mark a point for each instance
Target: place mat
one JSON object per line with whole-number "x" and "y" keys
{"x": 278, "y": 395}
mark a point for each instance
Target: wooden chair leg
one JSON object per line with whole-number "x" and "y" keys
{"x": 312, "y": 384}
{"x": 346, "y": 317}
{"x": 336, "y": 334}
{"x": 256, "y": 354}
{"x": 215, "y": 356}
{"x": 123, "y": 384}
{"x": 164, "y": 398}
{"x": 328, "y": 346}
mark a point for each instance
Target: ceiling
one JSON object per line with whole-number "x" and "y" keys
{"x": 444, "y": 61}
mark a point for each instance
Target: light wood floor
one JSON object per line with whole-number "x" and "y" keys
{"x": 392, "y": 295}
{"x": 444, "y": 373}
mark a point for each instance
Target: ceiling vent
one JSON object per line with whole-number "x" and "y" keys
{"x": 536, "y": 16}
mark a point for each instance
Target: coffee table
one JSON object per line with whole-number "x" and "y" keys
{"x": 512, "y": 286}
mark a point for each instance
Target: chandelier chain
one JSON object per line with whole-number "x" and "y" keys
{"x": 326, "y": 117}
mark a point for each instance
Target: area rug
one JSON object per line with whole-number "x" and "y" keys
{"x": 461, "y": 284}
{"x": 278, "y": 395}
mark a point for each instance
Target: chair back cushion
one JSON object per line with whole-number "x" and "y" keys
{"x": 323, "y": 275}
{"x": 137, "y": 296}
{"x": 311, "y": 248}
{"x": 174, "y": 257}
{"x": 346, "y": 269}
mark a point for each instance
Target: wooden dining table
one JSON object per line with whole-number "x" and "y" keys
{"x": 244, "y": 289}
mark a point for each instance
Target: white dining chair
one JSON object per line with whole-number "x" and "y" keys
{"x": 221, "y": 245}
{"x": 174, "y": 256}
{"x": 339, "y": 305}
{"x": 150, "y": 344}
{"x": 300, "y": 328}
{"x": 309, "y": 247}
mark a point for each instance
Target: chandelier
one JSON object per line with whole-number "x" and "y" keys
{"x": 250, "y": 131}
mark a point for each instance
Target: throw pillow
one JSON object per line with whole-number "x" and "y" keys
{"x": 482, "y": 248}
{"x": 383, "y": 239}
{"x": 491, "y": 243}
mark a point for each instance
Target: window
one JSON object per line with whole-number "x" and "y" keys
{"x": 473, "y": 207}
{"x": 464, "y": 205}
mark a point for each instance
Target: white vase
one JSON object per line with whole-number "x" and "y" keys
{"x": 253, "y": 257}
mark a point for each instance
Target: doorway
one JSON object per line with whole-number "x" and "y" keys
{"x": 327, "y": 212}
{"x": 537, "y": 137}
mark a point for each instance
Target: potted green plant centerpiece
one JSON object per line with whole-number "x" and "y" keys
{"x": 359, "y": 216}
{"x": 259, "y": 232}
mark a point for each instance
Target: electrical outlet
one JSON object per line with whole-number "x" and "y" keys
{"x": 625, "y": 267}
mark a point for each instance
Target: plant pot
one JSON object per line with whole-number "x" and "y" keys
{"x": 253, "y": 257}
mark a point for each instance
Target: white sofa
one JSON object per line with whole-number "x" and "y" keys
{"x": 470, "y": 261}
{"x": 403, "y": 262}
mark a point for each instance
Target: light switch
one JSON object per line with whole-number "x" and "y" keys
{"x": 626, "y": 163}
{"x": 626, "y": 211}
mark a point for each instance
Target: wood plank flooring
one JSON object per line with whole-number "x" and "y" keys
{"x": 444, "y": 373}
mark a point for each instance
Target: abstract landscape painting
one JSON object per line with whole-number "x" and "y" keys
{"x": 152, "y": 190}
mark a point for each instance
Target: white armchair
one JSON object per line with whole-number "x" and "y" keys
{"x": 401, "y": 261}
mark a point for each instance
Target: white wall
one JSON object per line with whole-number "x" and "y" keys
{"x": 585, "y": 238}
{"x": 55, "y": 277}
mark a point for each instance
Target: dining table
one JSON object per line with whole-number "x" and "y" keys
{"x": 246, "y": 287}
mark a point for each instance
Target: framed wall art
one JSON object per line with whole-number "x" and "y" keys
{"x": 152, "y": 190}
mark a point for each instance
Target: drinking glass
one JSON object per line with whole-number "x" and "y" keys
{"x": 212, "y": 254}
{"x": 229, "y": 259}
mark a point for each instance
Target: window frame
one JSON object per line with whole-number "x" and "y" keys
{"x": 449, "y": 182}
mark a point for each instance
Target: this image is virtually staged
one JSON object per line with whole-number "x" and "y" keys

GIVEN TASK: Each line of the material above needs to be quoted exactly, please.

ANSWER TO THIS EXERCISE:
mark a point for each instance
Target: place mat
one JSON object per line with whole-number "x" and "y" keys
{"x": 278, "y": 395}
mark a point for each instance
Target: wooden chair leg
one JSON object per line with whole-number "x" and "y" keys
{"x": 312, "y": 384}
{"x": 346, "y": 317}
{"x": 336, "y": 334}
{"x": 256, "y": 354}
{"x": 215, "y": 356}
{"x": 123, "y": 384}
{"x": 164, "y": 398}
{"x": 328, "y": 346}
mark a point for each instance
Target: ceiling
one JSON object per line with whole-number "x" and "y" keys
{"x": 444, "y": 61}
mark a point for each instance
Target: light wood floor
one JSON object per line with whole-number "x" and "y" keys
{"x": 392, "y": 295}
{"x": 444, "y": 373}
mark a point for each instance
Target: ceiling vent
one JSON object per line with whole-number "x" and "y" keys
{"x": 536, "y": 16}
mark a point for each instance
Target: coffee table
one JSON object per line with whole-number "x" and "y" keys
{"x": 512, "y": 286}
mark a point for each instance
Target: chandelier chain
one JSON object per line with whole-number "x" and "y" keys
{"x": 326, "y": 117}
mark a point for each instance
Target: area rug
one JSON object per line with whole-number "x" and "y" keys
{"x": 461, "y": 284}
{"x": 278, "y": 395}
mark a point for each instance
Target: chair back cushion
one JSON object per line with whole-number "x" and "y" keys
{"x": 323, "y": 275}
{"x": 137, "y": 296}
{"x": 311, "y": 248}
{"x": 174, "y": 257}
{"x": 346, "y": 269}
mark a point for each instance
Target: wooden dining table
one JSON object per line with whole-number "x" and "y" keys
{"x": 244, "y": 289}
mark a point for each instance
Target: white dining chair
one JSON object per line with whole-number "x" and "y" keys
{"x": 221, "y": 245}
{"x": 174, "y": 256}
{"x": 339, "y": 305}
{"x": 150, "y": 344}
{"x": 300, "y": 328}
{"x": 309, "y": 247}
mark a point for each instance
Target: chandelier
one JSON object per line with whole-number "x" and "y" keys
{"x": 250, "y": 131}
mark a point for each instance
Target: throw pillow
one JSON object per line with whole-number "x" and "y" keys
{"x": 482, "y": 248}
{"x": 383, "y": 239}
{"x": 491, "y": 243}
mark a point for each instance
Target: window
one JSON object per line with whole-number "x" and "y" keys
{"x": 473, "y": 207}
{"x": 464, "y": 205}
mark a point for each instance
Target: white vase
one JSON object per line with whole-number "x" and "y" keys
{"x": 253, "y": 257}
mark a point for each instance
Target: doorway
one JSON object per line with whole-number "x" and "y" keys
{"x": 327, "y": 212}
{"x": 537, "y": 137}
mark a point for each instance
Target: potted green plant centerpiece
one JSON object per line with whole-number "x" and "y" keys
{"x": 359, "y": 216}
{"x": 259, "y": 232}
mark a point for each instance
Target: electrical outlet
one JSON object per line with whole-number "x" and "y" keys
{"x": 625, "y": 267}
mark a point for each instance
Target: plant pot
one JSON object per line with whole-number "x" and "y" keys
{"x": 253, "y": 257}
mark a point for each instance
Target: white sofa
one JSON object per line with whole-number "x" and "y" keys
{"x": 470, "y": 261}
{"x": 403, "y": 262}
mark a point for each instance
Target: light switch
one JSON object per line with whole-number "x" and "y" keys
{"x": 626, "y": 163}
{"x": 626, "y": 211}
mark a point for each instance
Target: wood plank flooring
one JSON object per line with whole-number "x" and "y" keys
{"x": 444, "y": 373}
mark a point for each instance
Target: abstract landscape painting
one JSON object per line with whole-number "x" and "y" keys
{"x": 152, "y": 190}
mark a point for each instance
Target: white armchair
one JSON object per line with whole-number "x" and "y" keys
{"x": 401, "y": 261}
mark a point for each instance
Target: white wall
one JSON object per line with whole-number "x" and "y" keys
{"x": 585, "y": 238}
{"x": 55, "y": 277}
mark a point for each instance
Target: dining table
one JSON object per line with whole-number "x" and "y" keys
{"x": 246, "y": 287}
mark a point for each instance
Target: framed wall art
one JSON object per line with whole-number "x" and "y" keys
{"x": 152, "y": 190}
mark a point for each instance
Target: drinking glass
one JSON object per line with whole-number "x" and "y" keys
{"x": 212, "y": 254}
{"x": 229, "y": 259}
mark a point for each instance
Target: window frame
one JSON object per line with whole-number "x" and "y" keys
{"x": 449, "y": 182}
mark a point for each instance
Target: this image is virtually staged
one JSON object per line with whole-number "x" and "y" keys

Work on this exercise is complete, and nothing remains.